··· DATA EXTRACTS ···

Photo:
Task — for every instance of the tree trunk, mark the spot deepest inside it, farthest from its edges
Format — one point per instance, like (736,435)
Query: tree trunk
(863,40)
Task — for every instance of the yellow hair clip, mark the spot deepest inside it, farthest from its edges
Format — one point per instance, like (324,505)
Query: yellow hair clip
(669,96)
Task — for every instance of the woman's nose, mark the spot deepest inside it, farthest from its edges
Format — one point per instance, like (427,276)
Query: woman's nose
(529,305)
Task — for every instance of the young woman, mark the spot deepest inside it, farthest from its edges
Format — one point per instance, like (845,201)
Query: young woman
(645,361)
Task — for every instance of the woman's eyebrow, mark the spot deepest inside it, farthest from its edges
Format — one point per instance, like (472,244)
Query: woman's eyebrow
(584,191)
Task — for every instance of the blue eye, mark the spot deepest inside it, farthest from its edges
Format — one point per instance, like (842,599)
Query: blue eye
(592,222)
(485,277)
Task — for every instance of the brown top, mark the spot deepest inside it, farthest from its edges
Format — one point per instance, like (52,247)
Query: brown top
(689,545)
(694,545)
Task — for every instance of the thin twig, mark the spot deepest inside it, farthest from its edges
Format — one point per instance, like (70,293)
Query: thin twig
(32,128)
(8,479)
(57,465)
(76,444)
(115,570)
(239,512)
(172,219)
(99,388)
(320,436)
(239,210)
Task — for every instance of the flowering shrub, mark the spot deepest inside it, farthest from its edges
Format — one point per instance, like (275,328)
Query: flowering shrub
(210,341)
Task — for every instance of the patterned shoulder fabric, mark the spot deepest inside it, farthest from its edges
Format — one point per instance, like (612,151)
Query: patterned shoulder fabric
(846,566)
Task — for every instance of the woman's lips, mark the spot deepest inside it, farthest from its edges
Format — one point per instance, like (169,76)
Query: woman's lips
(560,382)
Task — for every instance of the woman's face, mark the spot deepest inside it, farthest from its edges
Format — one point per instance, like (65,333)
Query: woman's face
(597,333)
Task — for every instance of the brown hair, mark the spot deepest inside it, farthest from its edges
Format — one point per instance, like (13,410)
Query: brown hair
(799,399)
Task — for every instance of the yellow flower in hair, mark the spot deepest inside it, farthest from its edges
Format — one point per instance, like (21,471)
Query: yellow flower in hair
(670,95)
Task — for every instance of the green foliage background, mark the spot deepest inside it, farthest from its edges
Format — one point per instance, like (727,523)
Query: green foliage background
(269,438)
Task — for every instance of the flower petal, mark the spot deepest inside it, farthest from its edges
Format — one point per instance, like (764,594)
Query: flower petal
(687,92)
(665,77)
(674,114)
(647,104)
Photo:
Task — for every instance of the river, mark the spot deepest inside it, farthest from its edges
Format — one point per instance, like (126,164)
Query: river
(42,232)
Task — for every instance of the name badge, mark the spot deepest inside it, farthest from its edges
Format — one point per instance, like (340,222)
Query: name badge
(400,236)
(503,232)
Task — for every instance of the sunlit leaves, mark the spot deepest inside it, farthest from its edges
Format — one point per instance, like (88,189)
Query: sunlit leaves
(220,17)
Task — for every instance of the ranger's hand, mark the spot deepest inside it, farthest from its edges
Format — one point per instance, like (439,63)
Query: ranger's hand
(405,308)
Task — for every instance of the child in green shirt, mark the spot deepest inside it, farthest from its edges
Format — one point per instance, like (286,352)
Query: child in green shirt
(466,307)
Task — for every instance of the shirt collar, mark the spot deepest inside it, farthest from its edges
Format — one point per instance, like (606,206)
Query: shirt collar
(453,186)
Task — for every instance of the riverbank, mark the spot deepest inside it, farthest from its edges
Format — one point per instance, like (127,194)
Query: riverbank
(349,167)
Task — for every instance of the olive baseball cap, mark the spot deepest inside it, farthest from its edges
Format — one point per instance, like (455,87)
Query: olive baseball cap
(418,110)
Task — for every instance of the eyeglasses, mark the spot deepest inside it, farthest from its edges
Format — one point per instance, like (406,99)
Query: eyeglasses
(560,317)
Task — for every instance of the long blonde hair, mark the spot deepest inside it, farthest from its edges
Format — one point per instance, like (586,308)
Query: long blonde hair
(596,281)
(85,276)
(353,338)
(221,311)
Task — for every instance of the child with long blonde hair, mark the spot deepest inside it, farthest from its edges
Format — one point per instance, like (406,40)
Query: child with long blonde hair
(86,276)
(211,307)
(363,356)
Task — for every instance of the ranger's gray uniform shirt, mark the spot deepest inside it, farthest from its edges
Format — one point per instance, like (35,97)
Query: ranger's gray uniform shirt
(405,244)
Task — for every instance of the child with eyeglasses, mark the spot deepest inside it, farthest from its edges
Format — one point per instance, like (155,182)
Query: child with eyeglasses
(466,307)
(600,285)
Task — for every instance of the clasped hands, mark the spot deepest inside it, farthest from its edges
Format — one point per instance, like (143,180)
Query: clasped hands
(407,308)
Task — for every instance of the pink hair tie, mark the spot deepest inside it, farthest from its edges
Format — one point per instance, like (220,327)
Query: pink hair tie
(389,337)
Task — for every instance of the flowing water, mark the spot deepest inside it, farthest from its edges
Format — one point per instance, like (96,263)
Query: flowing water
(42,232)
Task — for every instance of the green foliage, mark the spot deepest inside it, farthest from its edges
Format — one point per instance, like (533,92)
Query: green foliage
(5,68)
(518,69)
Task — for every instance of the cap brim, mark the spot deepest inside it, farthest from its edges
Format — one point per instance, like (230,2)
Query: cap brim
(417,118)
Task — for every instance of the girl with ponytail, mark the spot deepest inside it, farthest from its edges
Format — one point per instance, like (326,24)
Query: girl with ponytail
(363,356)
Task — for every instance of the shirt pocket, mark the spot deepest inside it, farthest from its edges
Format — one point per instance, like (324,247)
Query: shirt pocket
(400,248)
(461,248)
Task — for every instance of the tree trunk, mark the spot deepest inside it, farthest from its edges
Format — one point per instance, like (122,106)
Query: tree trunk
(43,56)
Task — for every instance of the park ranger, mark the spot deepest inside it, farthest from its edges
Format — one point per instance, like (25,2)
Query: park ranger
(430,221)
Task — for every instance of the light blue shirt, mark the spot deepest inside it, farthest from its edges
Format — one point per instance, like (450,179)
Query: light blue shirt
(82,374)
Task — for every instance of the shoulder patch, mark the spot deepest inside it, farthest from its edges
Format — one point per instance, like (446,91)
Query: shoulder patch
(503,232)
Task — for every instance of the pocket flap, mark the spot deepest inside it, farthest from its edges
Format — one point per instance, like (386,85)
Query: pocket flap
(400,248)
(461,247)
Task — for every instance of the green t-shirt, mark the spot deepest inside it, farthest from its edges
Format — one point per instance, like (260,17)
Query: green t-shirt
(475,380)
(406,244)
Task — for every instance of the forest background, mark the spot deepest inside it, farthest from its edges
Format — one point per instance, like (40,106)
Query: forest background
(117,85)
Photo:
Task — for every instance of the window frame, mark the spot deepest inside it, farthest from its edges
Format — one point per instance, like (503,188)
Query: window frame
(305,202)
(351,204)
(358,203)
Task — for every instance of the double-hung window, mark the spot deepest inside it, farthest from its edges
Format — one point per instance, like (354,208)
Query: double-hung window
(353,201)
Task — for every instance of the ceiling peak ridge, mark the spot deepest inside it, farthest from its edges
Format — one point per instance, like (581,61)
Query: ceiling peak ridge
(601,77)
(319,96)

···

▶ **WHAT THIS TASK INVOLVES**: Retype the lines from the one containing "Format — one point per instance, like (354,208)" to the last line above. Change nothing and include no others.

▶ **TASK OUTPUT**:
Format — one point per instance, like (354,208)
Query: double-hung window
(353,201)
Task — for every instance of the ceiling peak ridge, mark the spot deepest inside it, farthest from its edges
Format — one point per instance, like (581,61)
Query: ceiling peak ridge
(601,77)
(319,96)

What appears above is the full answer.